▸ **THE TASK**:
Begin at the line that contains "the man's beard" and continue through the end of the items below. Write those lines out again, replacing "cricket player" with "batter" and leaving everything else unchanged.
___ RECORDED INFORMATION ___
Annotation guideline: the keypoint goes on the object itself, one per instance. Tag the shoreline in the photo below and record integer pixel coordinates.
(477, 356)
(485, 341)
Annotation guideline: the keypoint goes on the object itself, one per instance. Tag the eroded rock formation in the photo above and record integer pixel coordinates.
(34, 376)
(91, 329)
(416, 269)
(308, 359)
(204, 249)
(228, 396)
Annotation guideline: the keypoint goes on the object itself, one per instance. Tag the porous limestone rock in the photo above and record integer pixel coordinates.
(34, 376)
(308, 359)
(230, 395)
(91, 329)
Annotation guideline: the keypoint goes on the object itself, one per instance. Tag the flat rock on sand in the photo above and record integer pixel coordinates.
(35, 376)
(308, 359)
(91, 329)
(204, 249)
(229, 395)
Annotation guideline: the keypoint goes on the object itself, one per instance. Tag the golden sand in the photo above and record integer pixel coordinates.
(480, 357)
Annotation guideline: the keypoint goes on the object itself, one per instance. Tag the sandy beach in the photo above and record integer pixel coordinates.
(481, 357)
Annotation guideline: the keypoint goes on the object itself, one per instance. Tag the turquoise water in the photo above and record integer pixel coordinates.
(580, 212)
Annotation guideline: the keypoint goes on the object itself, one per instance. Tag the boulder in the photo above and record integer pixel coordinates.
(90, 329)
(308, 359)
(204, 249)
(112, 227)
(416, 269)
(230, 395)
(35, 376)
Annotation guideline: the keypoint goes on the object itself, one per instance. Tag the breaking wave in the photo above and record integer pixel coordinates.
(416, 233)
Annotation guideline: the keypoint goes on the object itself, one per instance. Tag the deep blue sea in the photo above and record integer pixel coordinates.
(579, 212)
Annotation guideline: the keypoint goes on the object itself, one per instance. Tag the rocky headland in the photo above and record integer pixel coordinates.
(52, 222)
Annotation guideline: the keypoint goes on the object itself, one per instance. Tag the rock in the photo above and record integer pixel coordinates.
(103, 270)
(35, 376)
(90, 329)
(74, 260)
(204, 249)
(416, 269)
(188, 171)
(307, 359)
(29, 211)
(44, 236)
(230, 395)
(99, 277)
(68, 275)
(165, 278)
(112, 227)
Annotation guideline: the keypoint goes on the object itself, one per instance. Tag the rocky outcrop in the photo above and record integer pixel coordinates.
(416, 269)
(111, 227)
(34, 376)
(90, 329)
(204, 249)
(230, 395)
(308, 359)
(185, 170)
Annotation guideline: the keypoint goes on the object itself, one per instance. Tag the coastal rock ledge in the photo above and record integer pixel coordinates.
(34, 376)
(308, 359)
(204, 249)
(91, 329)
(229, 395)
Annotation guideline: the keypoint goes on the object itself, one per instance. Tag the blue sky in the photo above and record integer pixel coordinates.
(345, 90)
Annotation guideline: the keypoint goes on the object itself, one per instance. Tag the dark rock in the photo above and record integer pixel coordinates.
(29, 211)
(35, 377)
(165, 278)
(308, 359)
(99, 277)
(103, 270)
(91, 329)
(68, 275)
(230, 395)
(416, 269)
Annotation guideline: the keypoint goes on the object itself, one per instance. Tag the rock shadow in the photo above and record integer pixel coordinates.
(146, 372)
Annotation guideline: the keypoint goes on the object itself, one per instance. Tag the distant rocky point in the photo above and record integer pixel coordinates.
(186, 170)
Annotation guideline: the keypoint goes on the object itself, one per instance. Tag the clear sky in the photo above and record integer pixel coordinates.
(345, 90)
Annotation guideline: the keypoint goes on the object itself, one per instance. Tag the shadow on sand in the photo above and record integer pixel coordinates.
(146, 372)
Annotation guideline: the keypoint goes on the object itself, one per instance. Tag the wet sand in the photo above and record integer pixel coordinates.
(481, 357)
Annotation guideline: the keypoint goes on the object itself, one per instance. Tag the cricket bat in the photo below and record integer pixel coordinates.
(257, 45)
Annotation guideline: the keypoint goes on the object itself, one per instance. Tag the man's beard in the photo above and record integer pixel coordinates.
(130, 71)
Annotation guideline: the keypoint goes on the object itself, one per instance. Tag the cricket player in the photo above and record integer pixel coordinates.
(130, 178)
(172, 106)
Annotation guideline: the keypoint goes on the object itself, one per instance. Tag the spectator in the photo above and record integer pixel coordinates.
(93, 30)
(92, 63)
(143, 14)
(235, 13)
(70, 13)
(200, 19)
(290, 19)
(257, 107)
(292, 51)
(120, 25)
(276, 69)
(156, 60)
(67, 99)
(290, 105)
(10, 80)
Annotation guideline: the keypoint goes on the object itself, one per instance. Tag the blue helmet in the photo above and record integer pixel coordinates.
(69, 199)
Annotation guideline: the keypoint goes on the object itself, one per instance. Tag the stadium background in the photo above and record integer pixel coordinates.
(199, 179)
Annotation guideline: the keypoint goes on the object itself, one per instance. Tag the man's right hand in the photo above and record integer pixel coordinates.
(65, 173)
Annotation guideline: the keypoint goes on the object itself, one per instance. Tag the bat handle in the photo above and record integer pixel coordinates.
___
▸ **CORRECT RESULT**:
Annotation guideline: the keypoint goes on the object itself, one per instance. Tag the man's beard in the photo above and record integer pixel coordinates.
(130, 71)
Annotation guideline: the keypoint goes on the object itself, one per instance. Tag the batter in the photo above and record integer pixel coordinates.
(130, 178)
(172, 106)
Annotation guideline: the keypoint goes on the object itself, one per instance. Tag the spectator in the photo above and record integer pixel coordinates.
(93, 30)
(92, 63)
(143, 14)
(235, 13)
(70, 13)
(200, 19)
(290, 19)
(257, 107)
(292, 51)
(120, 25)
(276, 69)
(156, 60)
(67, 99)
(290, 105)
(10, 80)
Annotation guideline: the keypoint goes on the object itself, one per instance. Tag the blue helmet in the photo above and record integer pixel coordinates.
(69, 199)
Annotation guideline: the keypoint goes on the object itself, one per instance. Tag the stadium background in the photo above and record integer pixel coordinates.
(199, 179)
Annotation guideline: the keypoint goes on the object itself, one per instance. Tag the man's right hand in the photo above and record integer pixel coordinates.
(65, 173)
Annotation guideline: the keypoint goes on the object itself, one per instance. Tag the bat handle in the photo above and record integer pixel coordinates.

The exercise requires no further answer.